### TASK BRIEF
Return every line from the records below that contains the word "bounding". Matches must have the same uppercase and lowercase letters.

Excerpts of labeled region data
^^^^^^^^^^^^^^^^

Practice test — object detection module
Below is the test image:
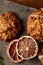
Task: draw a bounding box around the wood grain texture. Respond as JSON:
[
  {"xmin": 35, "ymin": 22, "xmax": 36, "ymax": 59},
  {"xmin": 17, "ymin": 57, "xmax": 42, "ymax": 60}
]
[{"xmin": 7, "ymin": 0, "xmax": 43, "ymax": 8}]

^^^^^^^^^^^^^^^^

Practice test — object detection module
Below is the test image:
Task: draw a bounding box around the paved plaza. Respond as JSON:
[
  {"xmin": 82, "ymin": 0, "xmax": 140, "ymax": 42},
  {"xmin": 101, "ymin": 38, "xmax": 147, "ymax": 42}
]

^^^^^^^^^^^^^^^^

### THE RESPONSE
Task: draw a bounding box around the wood grain texture. Respond as JSON:
Task: draw a bounding box around the paved plaza. Respond as JSON:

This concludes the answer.